Stored rows:
==*==
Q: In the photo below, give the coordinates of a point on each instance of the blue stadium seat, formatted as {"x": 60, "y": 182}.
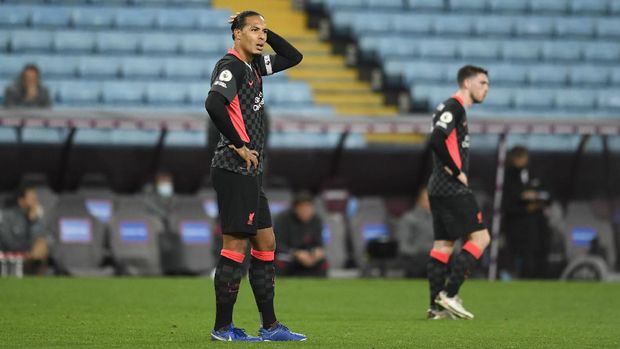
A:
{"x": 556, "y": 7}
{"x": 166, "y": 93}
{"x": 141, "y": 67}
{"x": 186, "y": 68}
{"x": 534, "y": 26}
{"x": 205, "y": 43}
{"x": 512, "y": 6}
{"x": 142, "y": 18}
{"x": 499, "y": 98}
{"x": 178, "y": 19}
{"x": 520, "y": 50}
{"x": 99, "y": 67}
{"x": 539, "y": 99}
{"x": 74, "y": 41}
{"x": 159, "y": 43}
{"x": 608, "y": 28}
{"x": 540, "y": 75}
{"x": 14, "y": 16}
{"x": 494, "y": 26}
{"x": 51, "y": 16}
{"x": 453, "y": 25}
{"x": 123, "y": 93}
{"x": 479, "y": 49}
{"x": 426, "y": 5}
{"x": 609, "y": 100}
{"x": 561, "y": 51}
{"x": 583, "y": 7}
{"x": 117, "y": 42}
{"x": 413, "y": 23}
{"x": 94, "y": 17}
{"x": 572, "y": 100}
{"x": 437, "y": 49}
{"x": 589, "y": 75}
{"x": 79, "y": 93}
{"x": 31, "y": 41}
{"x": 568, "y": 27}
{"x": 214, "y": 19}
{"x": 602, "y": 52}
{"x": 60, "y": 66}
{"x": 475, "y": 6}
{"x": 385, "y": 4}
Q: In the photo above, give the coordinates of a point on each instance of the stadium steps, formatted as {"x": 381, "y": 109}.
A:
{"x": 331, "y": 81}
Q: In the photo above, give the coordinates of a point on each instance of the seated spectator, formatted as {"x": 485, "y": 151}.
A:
==*==
The problem: Write out all of the data above as a JSON list of strings with one string per line, omitting blank lines and leaving out the pictures.

Result of this exercise:
[
  "Q: In the photo below, give the coordinates of a point on each instance of the blue stadium seat, formatted as {\"x\": 60, \"y\": 182}.",
  "A:",
  "{\"x\": 556, \"y\": 7}",
  "{\"x\": 166, \"y\": 93}",
  "{\"x\": 141, \"y\": 67}",
  "{\"x\": 186, \"y\": 68}",
  "{\"x\": 534, \"y\": 26}",
  "{\"x\": 205, \"y\": 43}",
  "{\"x\": 512, \"y\": 6}",
  "{\"x\": 142, \"y\": 18}",
  "{\"x\": 499, \"y\": 98}",
  "{\"x\": 178, \"y\": 19}",
  "{\"x\": 520, \"y\": 50}",
  "{\"x\": 99, \"y\": 67}",
  "{\"x\": 539, \"y\": 99}",
  "{\"x\": 74, \"y\": 41}",
  "{\"x\": 159, \"y\": 43}",
  "{\"x\": 608, \"y\": 28}",
  "{\"x\": 540, \"y\": 75}",
  "{\"x\": 14, \"y\": 16}",
  "{\"x\": 494, \"y\": 26}",
  "{\"x\": 51, \"y\": 16}",
  "{\"x\": 453, \"y\": 25}",
  "{\"x\": 123, \"y\": 93}",
  "{\"x\": 479, \"y\": 49}",
  "{\"x\": 426, \"y\": 5}",
  "{\"x\": 609, \"y\": 100}",
  "{\"x\": 561, \"y\": 51}",
  "{\"x\": 583, \"y\": 7}",
  "{\"x\": 117, \"y\": 42}",
  "{\"x\": 413, \"y\": 23}",
  "{\"x\": 94, \"y\": 17}",
  "{\"x\": 572, \"y\": 100}",
  "{\"x\": 437, \"y\": 49}",
  "{\"x\": 589, \"y\": 75}",
  "{\"x\": 79, \"y\": 93}",
  "{\"x\": 31, \"y\": 41}",
  "{\"x\": 568, \"y\": 27}",
  "{\"x\": 214, \"y\": 19}",
  "{\"x\": 602, \"y\": 52}",
  "{\"x\": 60, \"y\": 66}",
  "{\"x\": 475, \"y\": 6}",
  "{\"x\": 385, \"y\": 4}",
  "Q: In the photo above, give the coordinates of a point on each instance of the stadium steps, formatted as {\"x\": 381, \"y\": 109}.",
  "A:",
  "{\"x\": 331, \"y\": 81}",
  "Q: In the photo above, give the coordinates of a point on each instance of the seated spectator, formatted as {\"x\": 485, \"y\": 151}.",
  "A:"
]